* Begin *

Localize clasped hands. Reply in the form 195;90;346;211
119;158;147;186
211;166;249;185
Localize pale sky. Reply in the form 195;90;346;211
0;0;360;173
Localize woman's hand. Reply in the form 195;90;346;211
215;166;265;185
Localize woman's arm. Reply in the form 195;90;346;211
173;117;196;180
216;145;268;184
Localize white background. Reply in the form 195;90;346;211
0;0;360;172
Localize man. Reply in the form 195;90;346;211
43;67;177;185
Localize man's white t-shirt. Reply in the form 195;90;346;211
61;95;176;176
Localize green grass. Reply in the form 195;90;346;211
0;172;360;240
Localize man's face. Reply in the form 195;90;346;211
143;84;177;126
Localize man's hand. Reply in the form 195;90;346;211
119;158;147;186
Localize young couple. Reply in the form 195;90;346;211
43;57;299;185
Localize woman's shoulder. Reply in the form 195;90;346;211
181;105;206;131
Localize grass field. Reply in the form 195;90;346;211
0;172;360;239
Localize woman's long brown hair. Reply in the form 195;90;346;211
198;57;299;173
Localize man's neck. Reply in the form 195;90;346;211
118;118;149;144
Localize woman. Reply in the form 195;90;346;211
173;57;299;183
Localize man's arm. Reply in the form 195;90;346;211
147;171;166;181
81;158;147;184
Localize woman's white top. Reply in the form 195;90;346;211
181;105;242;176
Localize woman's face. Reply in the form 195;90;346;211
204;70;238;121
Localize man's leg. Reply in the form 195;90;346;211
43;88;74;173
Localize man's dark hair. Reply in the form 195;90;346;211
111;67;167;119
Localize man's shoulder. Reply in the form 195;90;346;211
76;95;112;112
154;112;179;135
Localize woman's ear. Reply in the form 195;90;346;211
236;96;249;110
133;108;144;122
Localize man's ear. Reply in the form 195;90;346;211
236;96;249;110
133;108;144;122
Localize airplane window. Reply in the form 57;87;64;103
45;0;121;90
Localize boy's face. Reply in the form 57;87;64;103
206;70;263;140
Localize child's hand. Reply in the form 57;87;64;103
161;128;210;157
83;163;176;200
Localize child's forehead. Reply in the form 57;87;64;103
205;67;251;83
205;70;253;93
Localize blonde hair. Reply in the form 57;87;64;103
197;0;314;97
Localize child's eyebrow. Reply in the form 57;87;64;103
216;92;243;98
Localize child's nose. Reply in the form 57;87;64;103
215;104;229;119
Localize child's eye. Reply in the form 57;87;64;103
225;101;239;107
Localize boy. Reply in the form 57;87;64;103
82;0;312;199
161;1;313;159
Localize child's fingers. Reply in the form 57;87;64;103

* End *

[THE TASK]
Output the stretch of records from the line containing "Localize young couple." through the line containing "197;0;314;97", both included, copied verbatim.

[FINISHED TASK]
Localize young couple. Reply in the form 195;90;346;211
43;57;299;185
Localize woman's shoulder. Reply in the form 195;90;346;211
181;105;206;131
Localize grass field. Reply in the form 195;90;346;211
0;172;360;239
Localize woman's long brown hair. Reply in the form 195;90;346;211
198;57;299;173
Localize man's neck. Reply in the form 195;90;346;211
118;118;149;144
Localize woman. Reply in the form 195;90;346;211
173;57;299;183
Localize man's arm. Reply in the form 195;90;346;211
147;171;166;181
81;158;147;184
Localize woman's white top. Reply in the form 195;90;346;211
181;105;242;176
Localize woman's face. Reply in the form 195;90;346;211
204;70;238;121
Localize man's leg. Reply in the form 195;90;346;211
43;88;74;173
Localize man's dark hair. Reply in the form 195;90;346;211
111;67;167;119
Localize man's shoulder. Reply in the form 195;90;346;211
76;95;112;112
154;112;179;135
Localize woman's ear. Reply in the form 195;90;346;211
236;96;249;110
133;108;144;122
Localize man's ear. Reply in the form 195;90;346;211
236;96;249;110
133;108;144;122
Localize airplane window. Reply in the form 57;87;64;103
45;0;121;90
Localize boy's face. Reply in the form 57;87;64;103
206;70;263;140
Localize child's hand. Reply in the form 57;87;64;103
161;128;210;157
83;163;176;200
Localize child's forehead. Reply in the form 57;87;64;103
205;67;251;83
205;70;253;93
Localize blonde hair. Reply in the form 57;87;64;103
197;0;314;97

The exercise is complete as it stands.